Excerpts from a dataset:
====================

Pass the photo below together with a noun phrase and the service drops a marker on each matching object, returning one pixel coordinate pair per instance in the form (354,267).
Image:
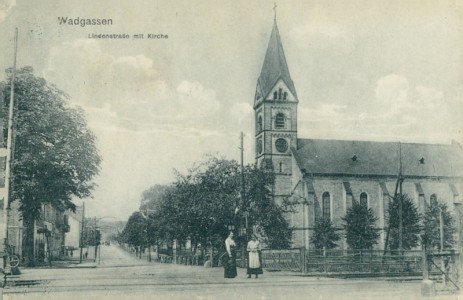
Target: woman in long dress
(230,263)
(254,266)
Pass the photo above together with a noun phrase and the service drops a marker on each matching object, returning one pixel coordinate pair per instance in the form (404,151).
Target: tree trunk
(28,242)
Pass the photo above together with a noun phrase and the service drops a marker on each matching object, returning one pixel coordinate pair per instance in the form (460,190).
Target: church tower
(275,107)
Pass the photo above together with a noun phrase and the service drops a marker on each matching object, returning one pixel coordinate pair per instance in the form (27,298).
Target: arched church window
(326,205)
(433,200)
(364,199)
(280,120)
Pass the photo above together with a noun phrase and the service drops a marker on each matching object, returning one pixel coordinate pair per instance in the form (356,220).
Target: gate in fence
(443,270)
(283,260)
(343,261)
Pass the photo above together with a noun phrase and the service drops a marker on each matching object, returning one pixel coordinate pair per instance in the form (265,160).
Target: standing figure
(230,263)
(254,266)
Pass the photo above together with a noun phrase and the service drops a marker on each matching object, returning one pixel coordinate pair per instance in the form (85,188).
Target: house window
(280,120)
(259,124)
(364,199)
(326,205)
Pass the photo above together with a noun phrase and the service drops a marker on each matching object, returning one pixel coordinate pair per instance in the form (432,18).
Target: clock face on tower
(281,145)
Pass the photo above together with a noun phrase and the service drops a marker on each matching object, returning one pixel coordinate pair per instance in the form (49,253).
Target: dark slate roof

====================

What should come out is the exact run of lines from the one holding "the form (356,220)." through the end of the records above, and nothing besides.

Pass the photo above together with a noun phrase and the service drops a marker on each matching object, returning one pixel coordinate pair per instance in the form (356,220).
Target: gate in fence
(443,270)
(283,260)
(343,261)
Pass the photo above together with a noun phrase and the service drops a marker on each matching object, returning one pixel coordinate pair per instance in the form (265,160).
Target: standing figure
(230,263)
(254,266)
Pass the photo above together with a noun phrase and the service drops a marker on each matching object, returning one pixel coordinate pair per instance in the form (85,188).
Target: house window
(280,120)
(259,124)
(364,199)
(326,205)
Pass the photo above together with a noun phrase and the service drops a marker on each matching object, returning one pixel coordinate pair per instance in the form (432,18).
Target: clock face on tower
(281,145)
Pass the photo above together with a noun phrase and the service drops a marker on each matching object, returning one pixel coordinate pair per instance in the form (49,253).
Target: dark slate roof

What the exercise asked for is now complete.